Data to process: Begin

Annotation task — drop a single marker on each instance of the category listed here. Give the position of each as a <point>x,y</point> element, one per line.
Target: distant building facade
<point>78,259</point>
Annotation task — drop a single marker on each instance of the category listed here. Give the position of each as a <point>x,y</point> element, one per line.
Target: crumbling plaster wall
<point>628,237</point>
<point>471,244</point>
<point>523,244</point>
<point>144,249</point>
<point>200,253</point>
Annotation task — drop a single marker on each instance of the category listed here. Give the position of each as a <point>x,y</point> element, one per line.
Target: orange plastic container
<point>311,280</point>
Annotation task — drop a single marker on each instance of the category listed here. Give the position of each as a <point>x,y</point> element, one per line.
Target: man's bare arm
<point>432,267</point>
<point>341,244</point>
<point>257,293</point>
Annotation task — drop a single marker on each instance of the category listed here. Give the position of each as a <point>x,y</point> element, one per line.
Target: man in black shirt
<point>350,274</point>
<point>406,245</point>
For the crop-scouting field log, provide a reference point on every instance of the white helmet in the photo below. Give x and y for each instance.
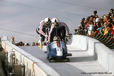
(54, 20)
(47, 19)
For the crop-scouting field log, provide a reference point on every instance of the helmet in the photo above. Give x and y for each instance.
(47, 20)
(54, 20)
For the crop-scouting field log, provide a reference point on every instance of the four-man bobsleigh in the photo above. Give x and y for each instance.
(57, 50)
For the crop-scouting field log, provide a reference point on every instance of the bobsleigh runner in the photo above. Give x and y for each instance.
(57, 51)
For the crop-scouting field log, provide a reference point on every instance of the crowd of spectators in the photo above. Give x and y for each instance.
(95, 24)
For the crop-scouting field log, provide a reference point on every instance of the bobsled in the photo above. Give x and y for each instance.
(57, 50)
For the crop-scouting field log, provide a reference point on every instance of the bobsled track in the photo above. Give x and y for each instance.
(89, 58)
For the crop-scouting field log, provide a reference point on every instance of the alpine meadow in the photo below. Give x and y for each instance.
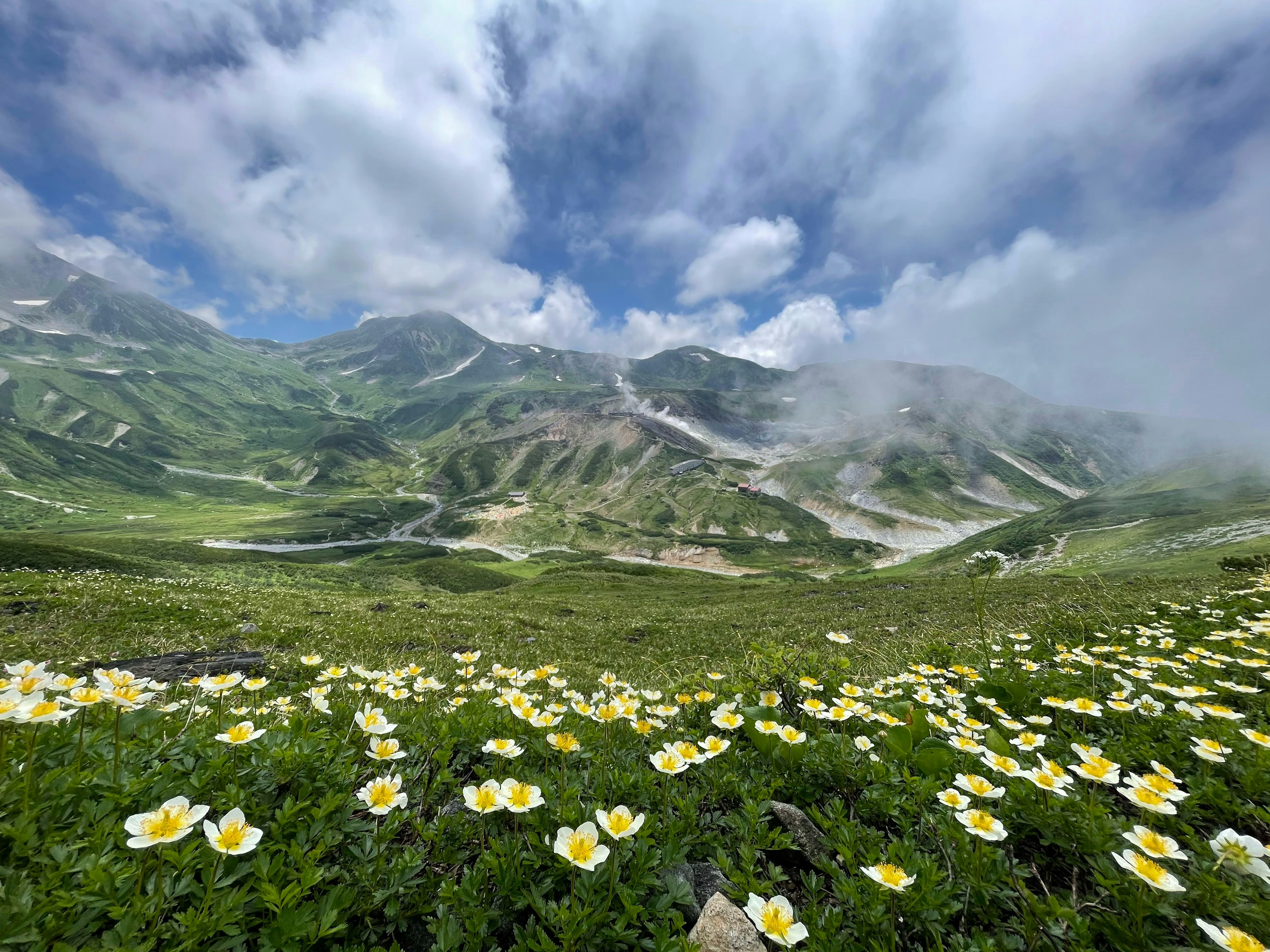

Data to process: End

_Instructions to follow:_ Skipping the pictures, output the entries exactly as they appear above.

_Result of the exercise:_
Annotation task — drop a single marker on each instance of the category listed here. Give the position of each as a <point>x,y</point> element, one per line.
Target: distant building facade
<point>78,259</point>
Annotation task — drop a single marker on each instance of the category listed here. Give the position of each as a <point>x,y</point> element, one per line.
Target: crumbling plaster wall
<point>628,237</point>
<point>471,244</point>
<point>523,244</point>
<point>144,249</point>
<point>200,253</point>
Annotation task — drop a single marker on each instance of the category listed here. Give the position of each as a <point>x,y</point> element, one per line.
Target: orange plastic container
<point>311,280</point>
Annotation task — drop a single marker on each instance of the category listed here. Give the position of each as a <point>x,y</point> element, one per line.
Target: man's bare arm
<point>432,267</point>
<point>341,244</point>
<point>257,293</point>
Annotation task — drop a single marker on each instance of the category listed here. Give the position of each as a <point>x,y</point> element, one per line.
Target: man in black shirt
<point>350,274</point>
<point>406,245</point>
For the crop-scouting field log, provide a reference point on every instance of the white helmet in the photo below. Give x and y for each instance.
(54, 20)
(47, 19)
For the crop-scouting field log, provide a reference point on every instance of the helmet in the photo above. Give x and y for each instance.
(47, 20)
(54, 20)
For the crop-scouting field log, provide a reference point on every instance of the four-man bobsleigh in the photo above. Give x and y for each instance.
(57, 50)
For the crop-scouting field log, provide a reference point on every instance of the bobsleigh runner in the photo above. Give x and y for each instance.
(57, 51)
For the crop-scouting field log, provide a reference point on every instance of the crowd of spectators in the photo above. Give x and y for each instance.
(95, 24)
For the crop-scouting field log, provide a reference point on every instance of the bobsled in the photo above. Give x and y for each instance.
(57, 50)
For the crop-scouting field log, provide a reference point on every instance of the bobsled track in the photo above. Give x and y for each instance.
(89, 58)
For the crop-scouting field log, provide a reference point on every instance of the alpine meadow in the photo below. Give x and y for each instance.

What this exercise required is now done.